Speaking of the Atheist Republic community on BBC Trending in June 2014, Navabi said: "We want people to realise that they're not alone. We want people to realise they don't have to be ashamed of who they are."

In 2014, Syrian ex-Muslim Rana Ahmad was having trouble in her family, so she sought and found the help of Atheist Republic as well as other similar organisations online. When her family forced her to come along with the hajj, she took a picture of herself holding a piece of paper with "Atheist Republic" written on it, while standing inside the Great Mosque of Mecca, the holiest site of Islam. She subsequently fled to Germany, aided by Atheist Republic and Faith to Faithless.

As of May 2017, Atheist Republic's Facebook page had 1.6 million followers; this number grew to 2.1 million followers by February 2019.

• [Task prompt]:
Can you reproduce the Atheist Republic passage word for word between "In 2014, Syrian" and "Faith to Faithless.", inclusive?

• [Dataset excerpts]:
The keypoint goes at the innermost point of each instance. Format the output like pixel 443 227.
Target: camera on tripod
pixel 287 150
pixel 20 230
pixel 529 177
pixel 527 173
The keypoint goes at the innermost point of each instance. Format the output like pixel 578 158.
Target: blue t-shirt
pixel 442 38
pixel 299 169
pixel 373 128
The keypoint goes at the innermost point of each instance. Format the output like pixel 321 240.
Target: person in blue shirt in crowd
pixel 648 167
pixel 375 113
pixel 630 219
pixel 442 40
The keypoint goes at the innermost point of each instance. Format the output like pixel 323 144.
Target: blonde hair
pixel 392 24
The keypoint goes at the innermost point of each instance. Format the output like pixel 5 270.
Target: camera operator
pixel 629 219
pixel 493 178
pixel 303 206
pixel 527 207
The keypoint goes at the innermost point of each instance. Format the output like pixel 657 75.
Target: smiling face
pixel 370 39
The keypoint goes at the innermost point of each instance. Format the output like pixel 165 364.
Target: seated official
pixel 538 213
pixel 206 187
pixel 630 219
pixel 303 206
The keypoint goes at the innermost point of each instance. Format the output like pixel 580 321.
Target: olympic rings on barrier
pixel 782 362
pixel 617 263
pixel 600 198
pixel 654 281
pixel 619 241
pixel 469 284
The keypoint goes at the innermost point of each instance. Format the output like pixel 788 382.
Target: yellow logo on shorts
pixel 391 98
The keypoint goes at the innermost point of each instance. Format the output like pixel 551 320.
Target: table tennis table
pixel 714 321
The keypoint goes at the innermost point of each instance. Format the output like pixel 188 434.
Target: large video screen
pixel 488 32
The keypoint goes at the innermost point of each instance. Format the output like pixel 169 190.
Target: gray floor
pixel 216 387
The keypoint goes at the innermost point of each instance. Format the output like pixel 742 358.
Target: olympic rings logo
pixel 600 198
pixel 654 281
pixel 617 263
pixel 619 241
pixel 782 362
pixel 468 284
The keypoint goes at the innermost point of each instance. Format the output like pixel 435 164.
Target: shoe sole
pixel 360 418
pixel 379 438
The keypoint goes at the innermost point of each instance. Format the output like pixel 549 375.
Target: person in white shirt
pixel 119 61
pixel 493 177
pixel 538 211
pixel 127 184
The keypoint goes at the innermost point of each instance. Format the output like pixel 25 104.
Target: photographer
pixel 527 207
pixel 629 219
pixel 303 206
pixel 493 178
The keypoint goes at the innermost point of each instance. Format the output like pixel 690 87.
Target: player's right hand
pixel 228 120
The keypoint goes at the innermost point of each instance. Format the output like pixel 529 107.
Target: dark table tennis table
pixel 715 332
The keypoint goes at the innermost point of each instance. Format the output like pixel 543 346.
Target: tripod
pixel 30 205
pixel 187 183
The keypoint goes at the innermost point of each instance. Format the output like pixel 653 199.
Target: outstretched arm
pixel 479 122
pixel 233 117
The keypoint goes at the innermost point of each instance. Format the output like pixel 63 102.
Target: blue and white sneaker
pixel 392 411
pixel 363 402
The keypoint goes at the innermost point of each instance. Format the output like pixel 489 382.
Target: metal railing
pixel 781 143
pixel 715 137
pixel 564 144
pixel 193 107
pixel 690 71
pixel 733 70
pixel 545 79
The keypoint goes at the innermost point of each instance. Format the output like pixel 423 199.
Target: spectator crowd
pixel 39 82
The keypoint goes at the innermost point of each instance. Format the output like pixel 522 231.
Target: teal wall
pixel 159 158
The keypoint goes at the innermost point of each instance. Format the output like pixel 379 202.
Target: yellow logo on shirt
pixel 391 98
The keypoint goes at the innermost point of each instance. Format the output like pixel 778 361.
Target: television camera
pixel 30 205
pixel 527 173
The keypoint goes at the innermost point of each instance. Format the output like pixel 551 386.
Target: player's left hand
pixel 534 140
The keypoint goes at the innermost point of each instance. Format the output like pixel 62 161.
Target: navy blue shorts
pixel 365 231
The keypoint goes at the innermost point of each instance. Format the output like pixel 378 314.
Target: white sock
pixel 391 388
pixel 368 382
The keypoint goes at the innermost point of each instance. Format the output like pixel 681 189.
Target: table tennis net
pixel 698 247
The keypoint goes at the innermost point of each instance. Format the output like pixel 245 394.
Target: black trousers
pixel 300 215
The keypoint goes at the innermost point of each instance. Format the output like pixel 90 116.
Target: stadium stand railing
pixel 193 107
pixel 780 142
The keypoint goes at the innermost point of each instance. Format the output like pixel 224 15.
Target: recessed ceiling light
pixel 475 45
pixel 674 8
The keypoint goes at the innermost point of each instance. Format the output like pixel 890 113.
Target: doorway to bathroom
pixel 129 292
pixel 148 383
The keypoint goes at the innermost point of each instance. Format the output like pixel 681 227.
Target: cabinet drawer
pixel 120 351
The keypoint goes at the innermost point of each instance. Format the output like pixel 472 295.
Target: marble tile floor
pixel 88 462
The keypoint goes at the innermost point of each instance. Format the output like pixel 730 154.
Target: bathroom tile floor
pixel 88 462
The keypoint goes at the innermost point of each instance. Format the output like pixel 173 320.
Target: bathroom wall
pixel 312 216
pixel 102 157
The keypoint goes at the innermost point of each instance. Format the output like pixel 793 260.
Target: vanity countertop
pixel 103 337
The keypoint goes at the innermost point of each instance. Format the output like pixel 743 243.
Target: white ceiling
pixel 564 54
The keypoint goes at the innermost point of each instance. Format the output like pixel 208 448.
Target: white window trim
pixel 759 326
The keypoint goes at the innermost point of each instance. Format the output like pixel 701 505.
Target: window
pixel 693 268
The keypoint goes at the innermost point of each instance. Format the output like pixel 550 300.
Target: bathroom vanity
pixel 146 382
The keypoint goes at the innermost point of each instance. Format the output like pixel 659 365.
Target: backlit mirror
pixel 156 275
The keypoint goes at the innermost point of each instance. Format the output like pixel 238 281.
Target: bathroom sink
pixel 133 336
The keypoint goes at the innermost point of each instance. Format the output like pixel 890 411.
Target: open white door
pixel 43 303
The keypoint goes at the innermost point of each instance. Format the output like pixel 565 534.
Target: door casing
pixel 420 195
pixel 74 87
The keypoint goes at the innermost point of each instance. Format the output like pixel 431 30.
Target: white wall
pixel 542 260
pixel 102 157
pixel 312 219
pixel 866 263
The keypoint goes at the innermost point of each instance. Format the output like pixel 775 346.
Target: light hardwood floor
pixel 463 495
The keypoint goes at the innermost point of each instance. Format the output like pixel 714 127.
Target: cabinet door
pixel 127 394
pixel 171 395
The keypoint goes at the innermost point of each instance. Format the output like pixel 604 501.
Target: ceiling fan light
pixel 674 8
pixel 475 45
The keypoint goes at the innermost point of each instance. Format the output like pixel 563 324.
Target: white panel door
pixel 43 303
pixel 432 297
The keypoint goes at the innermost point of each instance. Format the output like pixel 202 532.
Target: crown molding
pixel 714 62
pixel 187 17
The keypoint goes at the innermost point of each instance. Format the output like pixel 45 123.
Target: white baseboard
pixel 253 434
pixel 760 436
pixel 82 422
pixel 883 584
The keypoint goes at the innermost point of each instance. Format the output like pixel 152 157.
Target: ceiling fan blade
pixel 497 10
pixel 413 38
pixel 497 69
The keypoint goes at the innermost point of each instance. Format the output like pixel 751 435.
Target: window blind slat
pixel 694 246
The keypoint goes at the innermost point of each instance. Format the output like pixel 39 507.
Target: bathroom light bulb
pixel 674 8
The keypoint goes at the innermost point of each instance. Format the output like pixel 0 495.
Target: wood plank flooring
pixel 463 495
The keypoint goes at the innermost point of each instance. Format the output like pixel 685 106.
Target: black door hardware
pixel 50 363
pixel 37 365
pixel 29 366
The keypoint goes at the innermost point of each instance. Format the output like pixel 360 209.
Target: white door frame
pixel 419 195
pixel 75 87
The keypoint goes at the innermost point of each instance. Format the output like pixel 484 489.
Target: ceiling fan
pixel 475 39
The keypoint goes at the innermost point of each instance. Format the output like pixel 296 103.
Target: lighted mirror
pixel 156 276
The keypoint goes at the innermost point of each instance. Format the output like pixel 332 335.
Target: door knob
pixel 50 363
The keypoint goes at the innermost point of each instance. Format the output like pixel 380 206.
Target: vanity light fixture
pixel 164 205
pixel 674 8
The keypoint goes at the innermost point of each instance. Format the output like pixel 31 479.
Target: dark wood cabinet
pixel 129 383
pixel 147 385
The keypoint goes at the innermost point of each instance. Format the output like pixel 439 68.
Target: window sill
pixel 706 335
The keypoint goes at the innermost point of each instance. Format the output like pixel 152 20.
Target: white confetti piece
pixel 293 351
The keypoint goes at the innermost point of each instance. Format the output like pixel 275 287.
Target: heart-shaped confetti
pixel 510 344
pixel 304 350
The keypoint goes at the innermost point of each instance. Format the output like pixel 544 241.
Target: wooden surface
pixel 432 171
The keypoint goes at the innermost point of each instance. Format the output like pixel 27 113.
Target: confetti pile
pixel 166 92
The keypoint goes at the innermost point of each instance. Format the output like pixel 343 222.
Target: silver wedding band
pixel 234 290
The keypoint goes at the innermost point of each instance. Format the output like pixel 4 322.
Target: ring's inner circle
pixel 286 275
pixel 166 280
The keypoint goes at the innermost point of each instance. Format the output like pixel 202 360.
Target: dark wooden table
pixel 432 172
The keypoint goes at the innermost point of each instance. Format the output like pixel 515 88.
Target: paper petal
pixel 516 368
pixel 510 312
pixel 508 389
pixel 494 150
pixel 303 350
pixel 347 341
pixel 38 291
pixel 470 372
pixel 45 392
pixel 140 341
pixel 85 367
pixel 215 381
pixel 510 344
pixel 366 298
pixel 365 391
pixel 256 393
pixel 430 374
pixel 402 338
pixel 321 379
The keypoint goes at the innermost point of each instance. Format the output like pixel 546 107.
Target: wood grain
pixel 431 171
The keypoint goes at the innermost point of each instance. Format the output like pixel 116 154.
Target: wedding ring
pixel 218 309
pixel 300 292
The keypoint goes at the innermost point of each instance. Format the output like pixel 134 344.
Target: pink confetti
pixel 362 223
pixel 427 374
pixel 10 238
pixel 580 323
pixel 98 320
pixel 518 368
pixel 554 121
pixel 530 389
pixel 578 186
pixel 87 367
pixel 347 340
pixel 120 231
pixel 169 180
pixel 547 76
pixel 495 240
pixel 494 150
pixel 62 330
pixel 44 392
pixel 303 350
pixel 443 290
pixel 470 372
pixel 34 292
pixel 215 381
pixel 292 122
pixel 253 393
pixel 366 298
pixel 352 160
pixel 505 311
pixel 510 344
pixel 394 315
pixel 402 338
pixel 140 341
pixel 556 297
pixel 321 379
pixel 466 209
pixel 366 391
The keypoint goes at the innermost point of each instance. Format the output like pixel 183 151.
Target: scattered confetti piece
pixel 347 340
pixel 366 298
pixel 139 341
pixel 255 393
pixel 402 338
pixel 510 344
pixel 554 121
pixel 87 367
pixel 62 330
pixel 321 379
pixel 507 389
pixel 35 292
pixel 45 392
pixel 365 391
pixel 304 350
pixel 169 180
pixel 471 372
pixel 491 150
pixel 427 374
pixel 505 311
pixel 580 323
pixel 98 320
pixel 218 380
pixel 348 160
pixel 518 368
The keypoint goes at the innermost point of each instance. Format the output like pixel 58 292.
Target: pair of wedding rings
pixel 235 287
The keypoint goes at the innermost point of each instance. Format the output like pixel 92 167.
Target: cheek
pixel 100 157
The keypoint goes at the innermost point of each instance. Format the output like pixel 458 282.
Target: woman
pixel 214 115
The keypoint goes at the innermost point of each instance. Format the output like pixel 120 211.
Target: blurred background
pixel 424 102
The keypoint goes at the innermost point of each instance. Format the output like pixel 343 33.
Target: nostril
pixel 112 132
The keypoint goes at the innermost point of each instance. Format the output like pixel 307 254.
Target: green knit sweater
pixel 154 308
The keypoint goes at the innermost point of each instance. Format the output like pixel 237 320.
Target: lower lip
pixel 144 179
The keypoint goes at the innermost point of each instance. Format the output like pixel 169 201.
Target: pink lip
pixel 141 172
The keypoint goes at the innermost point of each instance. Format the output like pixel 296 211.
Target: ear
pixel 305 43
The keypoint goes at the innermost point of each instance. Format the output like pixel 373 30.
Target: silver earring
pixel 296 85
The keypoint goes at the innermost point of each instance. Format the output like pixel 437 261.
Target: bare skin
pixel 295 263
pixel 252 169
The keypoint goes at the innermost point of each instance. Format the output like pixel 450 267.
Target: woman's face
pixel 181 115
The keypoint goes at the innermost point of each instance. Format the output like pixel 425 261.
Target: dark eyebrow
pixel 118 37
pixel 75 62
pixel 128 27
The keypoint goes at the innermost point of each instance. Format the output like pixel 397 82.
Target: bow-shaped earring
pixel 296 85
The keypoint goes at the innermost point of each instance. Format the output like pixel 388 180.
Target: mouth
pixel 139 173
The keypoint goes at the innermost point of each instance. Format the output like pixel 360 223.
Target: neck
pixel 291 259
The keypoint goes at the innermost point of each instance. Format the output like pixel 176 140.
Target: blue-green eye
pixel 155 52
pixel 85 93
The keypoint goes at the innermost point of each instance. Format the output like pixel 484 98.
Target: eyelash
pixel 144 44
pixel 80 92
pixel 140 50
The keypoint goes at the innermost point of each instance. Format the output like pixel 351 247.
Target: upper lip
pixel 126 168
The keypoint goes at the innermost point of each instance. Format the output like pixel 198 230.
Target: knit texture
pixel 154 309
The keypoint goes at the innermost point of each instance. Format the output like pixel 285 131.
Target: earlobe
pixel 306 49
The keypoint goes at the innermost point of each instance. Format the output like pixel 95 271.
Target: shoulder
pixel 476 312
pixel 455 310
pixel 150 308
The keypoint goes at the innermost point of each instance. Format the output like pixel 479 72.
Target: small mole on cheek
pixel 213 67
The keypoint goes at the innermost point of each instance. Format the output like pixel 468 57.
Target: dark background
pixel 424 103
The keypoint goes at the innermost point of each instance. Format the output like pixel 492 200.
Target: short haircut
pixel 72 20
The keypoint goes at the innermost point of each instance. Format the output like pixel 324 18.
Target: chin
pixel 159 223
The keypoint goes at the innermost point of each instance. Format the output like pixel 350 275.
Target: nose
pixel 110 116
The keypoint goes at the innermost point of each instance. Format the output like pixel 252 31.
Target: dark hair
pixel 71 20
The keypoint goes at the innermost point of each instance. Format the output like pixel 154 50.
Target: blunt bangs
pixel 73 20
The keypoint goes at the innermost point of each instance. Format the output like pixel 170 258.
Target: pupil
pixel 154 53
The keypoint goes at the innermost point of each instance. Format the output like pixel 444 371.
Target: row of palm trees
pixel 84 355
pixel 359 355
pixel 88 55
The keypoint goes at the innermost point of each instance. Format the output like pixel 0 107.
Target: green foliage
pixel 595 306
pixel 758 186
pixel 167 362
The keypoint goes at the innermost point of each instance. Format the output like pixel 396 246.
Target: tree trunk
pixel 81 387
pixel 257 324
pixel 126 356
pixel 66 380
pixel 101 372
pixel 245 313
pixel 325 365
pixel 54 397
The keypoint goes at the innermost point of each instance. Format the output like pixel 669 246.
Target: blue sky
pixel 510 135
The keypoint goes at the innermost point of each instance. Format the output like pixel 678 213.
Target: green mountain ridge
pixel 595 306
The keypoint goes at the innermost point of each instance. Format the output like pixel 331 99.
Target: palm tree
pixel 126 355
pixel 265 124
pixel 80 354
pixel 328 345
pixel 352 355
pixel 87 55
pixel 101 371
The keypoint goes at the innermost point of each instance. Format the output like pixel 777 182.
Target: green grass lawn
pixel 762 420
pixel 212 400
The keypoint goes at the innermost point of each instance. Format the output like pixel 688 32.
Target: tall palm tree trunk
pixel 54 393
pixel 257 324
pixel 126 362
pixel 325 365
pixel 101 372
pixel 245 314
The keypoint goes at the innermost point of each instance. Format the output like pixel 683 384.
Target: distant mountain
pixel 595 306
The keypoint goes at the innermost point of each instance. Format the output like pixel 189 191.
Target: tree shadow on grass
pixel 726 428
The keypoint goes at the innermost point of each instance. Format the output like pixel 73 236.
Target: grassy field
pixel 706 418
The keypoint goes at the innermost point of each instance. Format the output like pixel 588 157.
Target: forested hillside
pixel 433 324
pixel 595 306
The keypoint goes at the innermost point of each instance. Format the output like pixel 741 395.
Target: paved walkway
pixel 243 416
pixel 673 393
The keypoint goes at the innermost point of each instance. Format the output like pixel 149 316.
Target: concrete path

• [Answer section]:
In 2014, Syrian ex-Muslim Rana Ahmad was having trouble in her family, so she sought and found the help of Atheist Republic as well as other similar organisations online. When her family forced her to come along with the hajj, she took a picture of herself holding a piece of paper with "Atheist Republic" written on it, while standing inside the Great Mosque of Mecca, the holiest site of Islam. She subsequently fled to Germany, aided by Atheist Republic and Faith to Faithless.